══ Input for this task
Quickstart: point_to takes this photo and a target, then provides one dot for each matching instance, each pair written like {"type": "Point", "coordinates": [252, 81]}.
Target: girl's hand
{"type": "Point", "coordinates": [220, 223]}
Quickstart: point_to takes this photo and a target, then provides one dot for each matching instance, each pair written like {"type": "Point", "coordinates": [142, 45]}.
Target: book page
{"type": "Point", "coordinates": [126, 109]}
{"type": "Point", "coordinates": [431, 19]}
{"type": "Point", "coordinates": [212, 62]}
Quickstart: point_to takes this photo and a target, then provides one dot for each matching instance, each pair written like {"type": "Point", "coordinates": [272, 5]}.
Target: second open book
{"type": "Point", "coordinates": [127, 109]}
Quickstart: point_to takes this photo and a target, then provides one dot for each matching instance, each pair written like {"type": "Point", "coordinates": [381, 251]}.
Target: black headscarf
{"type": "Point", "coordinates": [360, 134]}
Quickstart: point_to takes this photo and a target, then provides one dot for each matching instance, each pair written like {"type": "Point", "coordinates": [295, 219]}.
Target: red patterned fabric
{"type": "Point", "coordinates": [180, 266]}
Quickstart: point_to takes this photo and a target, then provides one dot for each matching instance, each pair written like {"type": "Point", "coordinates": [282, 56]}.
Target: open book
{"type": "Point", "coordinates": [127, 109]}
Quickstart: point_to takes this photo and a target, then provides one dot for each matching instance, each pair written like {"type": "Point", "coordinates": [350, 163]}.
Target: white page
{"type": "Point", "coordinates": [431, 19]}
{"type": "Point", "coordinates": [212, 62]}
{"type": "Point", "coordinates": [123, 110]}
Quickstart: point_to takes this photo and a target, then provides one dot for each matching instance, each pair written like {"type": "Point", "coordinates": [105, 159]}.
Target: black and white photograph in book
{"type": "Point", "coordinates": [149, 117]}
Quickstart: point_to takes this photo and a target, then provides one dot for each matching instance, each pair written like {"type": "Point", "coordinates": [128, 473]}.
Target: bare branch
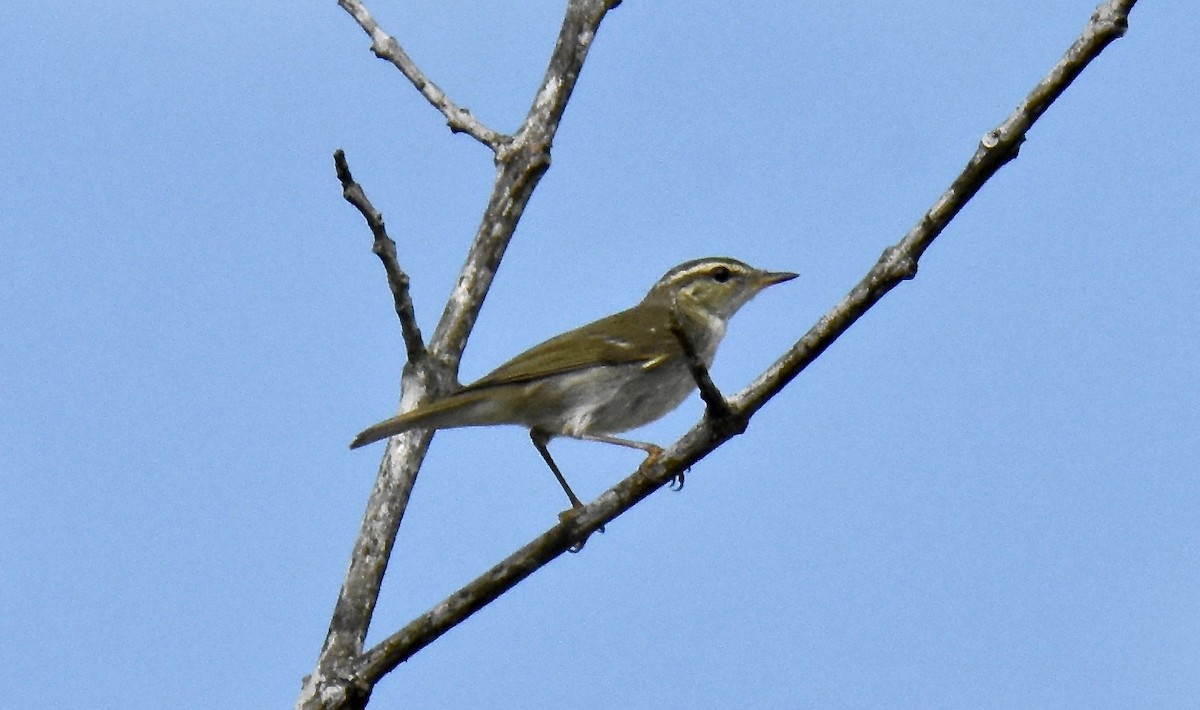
{"type": "Point", "coordinates": [385, 47]}
{"type": "Point", "coordinates": [897, 264]}
{"type": "Point", "coordinates": [521, 162]}
{"type": "Point", "coordinates": [385, 248]}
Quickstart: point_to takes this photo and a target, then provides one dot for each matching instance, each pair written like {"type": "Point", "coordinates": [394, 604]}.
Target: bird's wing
{"type": "Point", "coordinates": [593, 344]}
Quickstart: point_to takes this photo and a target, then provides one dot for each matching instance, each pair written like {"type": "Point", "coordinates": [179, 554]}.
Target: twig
{"type": "Point", "coordinates": [385, 248]}
{"type": "Point", "coordinates": [522, 161]}
{"type": "Point", "coordinates": [384, 46]}
{"type": "Point", "coordinates": [897, 264]}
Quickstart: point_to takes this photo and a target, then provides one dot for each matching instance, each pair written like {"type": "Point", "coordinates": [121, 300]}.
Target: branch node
{"type": "Point", "coordinates": [385, 248]}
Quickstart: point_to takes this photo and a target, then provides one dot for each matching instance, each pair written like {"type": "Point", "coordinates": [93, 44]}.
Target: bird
{"type": "Point", "coordinates": [607, 377]}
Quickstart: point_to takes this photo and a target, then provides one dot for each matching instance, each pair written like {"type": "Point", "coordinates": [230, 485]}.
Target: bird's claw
{"type": "Point", "coordinates": [567, 517]}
════
* [Exercise prompt]
List each line of the records that contains the string "black".

* [Finished task]
Target: black headscarf
Target: black and white photograph in book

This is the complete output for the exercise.